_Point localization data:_
######

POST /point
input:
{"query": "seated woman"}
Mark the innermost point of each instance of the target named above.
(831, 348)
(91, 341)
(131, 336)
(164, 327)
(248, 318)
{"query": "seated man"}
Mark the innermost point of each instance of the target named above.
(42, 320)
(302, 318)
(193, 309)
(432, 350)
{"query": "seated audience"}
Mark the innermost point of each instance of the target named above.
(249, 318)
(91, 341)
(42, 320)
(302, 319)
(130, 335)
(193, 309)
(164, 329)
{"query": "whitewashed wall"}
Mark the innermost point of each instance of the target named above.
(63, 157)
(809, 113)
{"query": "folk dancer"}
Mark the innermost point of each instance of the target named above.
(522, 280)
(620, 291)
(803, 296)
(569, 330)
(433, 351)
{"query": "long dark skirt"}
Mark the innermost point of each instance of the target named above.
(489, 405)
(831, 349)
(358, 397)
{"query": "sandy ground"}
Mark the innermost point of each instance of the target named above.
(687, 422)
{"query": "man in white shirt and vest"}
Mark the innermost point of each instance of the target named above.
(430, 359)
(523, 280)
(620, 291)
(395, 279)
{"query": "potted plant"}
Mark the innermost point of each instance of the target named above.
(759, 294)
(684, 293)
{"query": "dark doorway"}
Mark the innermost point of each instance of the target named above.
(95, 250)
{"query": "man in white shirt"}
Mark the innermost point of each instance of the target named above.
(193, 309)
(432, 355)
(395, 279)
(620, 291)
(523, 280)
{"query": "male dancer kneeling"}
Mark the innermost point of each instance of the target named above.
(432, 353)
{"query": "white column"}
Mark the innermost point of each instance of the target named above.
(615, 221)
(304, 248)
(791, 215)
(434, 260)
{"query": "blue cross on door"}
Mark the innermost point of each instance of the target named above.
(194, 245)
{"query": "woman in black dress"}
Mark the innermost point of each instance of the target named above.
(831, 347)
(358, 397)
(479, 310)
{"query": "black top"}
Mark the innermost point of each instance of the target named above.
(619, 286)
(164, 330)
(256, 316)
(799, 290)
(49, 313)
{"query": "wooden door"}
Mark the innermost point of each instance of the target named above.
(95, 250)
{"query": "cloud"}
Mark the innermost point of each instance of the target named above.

######

_Task brief:_ Your answer should be every line above that contains the word "dark".

_Answer below:_
{"query": "long dark skirt"}
{"query": "dark doorway"}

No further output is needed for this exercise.